▶ [STUDY TEXT]:
........

Even with these interventions, bioavailability remains poor. Iron from spinach absorbs at roughly 2%, compared to 15-25% from meat sources. The human digestive system simply wasn't designed to extract nutrients from defended plant tissues.

Essential nutrients like vitamin B12, DHA, creatine, carnitine, and taurine exist primarily or exclusively in animal foods. Restricting these nutrients forces the body into suboptimal metabolic states, potentially impacting everything from cognitive function to cardiovascular health.

The Species-Level Experiment

The widespread adoption of plant-based diets represents an unintentional experiment on human biology. For the first time in evolutionary history, large populations are restricting the nutrient-dense animal foods that fueled human brain development.

The consequences may extend beyond individual health. Chronic nutrient deficiencies can trigger epigenetic changes that persist across generations. Children born to nutrient-depleted parents may inherit compromised metabolic and cognitive baselines.

Studies of famine populations reveal how quickly nutritional trauma becomes heritable. The Dutch Hunger Winter and Chinese Great Leap Forward famines created lasting epigenetic changes in offspring, increasing risks of metabolic disorders and mental health conditions decades later.

........

▶ [RECORD EXTRACTS]:
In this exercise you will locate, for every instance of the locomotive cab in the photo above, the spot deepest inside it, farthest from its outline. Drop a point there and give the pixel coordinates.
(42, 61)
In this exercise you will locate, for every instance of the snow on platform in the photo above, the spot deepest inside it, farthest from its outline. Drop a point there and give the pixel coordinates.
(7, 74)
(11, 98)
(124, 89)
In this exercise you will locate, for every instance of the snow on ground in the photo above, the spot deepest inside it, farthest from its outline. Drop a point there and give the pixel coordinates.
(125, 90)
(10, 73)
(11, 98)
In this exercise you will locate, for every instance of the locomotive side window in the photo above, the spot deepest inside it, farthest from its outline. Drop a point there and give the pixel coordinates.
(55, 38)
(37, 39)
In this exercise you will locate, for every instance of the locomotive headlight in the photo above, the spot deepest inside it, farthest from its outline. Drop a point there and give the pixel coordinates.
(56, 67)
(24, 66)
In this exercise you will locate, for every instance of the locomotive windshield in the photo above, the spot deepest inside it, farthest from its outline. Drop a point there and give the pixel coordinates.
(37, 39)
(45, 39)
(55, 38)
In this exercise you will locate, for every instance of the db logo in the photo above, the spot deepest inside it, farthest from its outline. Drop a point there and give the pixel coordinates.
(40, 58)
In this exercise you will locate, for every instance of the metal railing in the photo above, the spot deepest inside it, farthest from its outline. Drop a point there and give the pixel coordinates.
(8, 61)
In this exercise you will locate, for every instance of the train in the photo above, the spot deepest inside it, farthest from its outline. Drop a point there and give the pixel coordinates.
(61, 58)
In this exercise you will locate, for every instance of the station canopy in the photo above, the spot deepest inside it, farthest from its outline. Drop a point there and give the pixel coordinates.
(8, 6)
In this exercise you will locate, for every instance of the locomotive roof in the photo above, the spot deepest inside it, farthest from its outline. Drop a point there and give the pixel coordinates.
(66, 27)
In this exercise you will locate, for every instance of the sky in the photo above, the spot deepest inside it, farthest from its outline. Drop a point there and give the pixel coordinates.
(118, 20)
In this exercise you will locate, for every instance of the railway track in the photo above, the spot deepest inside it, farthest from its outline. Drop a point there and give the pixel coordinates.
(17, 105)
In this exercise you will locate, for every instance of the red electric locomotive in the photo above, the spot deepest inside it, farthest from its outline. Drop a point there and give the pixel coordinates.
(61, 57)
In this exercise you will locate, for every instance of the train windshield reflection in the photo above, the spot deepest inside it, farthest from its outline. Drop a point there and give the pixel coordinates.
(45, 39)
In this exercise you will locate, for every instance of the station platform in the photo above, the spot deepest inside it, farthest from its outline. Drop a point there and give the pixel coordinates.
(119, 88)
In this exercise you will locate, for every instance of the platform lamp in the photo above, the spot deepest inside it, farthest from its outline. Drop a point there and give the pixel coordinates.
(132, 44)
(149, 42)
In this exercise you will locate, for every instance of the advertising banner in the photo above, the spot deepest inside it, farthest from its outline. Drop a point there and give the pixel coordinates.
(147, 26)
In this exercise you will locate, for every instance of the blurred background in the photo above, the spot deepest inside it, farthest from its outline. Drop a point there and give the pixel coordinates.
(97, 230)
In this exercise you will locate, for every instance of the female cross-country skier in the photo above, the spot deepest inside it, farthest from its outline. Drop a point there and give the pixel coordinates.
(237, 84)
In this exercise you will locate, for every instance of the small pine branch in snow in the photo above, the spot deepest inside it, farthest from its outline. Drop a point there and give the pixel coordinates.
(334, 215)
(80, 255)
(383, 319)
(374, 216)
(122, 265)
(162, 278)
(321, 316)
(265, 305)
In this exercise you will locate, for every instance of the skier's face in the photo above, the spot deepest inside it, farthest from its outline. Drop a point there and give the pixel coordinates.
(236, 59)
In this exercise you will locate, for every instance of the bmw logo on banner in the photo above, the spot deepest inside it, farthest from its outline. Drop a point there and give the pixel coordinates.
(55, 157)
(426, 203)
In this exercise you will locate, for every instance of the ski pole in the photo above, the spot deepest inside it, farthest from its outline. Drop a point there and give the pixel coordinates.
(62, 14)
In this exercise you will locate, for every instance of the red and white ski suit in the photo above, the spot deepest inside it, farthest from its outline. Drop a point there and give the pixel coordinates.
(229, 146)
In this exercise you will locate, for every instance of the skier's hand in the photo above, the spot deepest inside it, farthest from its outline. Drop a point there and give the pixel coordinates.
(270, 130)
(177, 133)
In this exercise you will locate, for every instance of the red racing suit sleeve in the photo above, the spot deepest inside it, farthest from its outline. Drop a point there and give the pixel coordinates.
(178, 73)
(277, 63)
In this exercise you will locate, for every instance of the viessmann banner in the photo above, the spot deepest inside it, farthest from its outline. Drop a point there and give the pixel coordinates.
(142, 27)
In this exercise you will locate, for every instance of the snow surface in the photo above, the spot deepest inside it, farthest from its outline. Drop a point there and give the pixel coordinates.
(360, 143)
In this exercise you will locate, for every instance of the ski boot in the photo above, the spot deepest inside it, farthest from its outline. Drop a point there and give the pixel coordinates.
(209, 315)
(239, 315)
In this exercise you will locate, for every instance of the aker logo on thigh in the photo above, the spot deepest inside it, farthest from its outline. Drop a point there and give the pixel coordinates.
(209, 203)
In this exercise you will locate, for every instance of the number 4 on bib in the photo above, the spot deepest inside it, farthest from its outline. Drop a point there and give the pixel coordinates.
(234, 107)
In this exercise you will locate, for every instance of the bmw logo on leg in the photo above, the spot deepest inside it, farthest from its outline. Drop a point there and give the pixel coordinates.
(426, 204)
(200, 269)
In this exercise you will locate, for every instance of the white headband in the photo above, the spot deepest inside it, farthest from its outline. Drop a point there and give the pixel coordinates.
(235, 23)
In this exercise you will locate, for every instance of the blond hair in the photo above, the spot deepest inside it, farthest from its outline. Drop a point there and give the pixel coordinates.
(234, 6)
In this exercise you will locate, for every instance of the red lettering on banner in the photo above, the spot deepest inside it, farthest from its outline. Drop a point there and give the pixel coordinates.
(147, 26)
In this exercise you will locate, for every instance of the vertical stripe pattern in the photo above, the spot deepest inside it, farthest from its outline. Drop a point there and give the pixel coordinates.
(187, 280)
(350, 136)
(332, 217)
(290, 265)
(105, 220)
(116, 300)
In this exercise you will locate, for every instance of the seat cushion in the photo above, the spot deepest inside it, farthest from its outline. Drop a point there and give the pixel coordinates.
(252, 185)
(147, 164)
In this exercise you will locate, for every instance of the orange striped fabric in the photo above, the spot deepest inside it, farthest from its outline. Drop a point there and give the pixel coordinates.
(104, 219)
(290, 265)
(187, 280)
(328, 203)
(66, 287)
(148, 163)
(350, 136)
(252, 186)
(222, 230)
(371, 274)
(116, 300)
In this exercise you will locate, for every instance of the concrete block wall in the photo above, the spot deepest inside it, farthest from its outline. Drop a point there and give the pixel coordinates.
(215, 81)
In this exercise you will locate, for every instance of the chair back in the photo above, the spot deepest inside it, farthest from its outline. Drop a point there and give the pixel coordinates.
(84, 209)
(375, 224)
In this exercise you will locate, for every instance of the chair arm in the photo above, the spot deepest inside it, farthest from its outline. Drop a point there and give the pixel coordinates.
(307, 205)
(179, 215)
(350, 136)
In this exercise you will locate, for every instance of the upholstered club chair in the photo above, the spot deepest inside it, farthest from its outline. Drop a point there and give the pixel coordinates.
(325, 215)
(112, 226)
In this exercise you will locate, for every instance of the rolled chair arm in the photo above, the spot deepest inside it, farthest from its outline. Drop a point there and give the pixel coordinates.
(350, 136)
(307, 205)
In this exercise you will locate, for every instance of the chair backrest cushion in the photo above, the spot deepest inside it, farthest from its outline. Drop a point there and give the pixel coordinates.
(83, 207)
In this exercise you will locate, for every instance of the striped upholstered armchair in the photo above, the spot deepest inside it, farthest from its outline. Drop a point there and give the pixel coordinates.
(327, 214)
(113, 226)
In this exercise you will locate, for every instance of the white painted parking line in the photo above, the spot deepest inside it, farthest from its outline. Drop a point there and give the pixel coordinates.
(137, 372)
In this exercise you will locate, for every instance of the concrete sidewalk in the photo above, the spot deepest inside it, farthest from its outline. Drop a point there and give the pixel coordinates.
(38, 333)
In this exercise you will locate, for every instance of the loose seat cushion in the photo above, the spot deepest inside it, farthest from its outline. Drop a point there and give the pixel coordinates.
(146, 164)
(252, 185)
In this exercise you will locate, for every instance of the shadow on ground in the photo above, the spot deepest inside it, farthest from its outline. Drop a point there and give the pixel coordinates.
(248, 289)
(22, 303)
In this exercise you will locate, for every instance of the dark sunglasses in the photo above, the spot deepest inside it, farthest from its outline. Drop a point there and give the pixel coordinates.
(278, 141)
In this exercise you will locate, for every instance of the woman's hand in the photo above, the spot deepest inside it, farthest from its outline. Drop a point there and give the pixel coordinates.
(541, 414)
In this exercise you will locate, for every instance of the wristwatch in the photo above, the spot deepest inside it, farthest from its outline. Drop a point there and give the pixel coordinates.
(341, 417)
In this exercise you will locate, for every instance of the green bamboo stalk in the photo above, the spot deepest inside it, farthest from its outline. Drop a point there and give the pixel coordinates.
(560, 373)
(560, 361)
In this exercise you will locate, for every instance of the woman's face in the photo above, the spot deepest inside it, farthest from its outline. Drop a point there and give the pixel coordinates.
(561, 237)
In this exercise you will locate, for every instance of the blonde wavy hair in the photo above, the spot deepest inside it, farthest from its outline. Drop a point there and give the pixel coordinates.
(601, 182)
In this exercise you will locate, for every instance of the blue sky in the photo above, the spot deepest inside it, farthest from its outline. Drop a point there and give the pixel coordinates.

........

▶ [PROBLEM A]:
Answer each question from the text on plant-based diets.
(i) At roughly what rate is iron from spinach absorbed?
(ii) Which nutrients are listed as existing primarily or exclusively in animal foods?
(iii) Which two famines are named?
▶ [PROBLEM B]: Using the text on plant-based diets, explain why it says the consequences of these diets may extend beyond individual health.
▶ [PROBLEM C]: Copy word for word the part of the text on plant-based diets that opens with "The Species-Level Experiment" and closes with "human brain development.".

▶ [ANSWER BOX A]:
(i) Roughly 2%.
(ii) Vitamin B12, DHA, creatine, carnitine, and taurine.
(iii) The Dutch Hunger Winter and the Chinese Great Leap Forward famines.

▶ [ANSWER BOX B]: Chronic nutrient deficiencies can trigger epigenetic changes that persist across generations. As a result, children born to nutrient-depleted parents may inherit compromised metabolic and cognitive baselines.

▶ [ANSWER BOX C]:
The Species-Level Experiment

The widespread adoption of plant-based diets represents an unintentional experiment on human biology. For the first time in evolutionary history, large populations are restricting the nutrient-dense animal foods that fueled human brain development.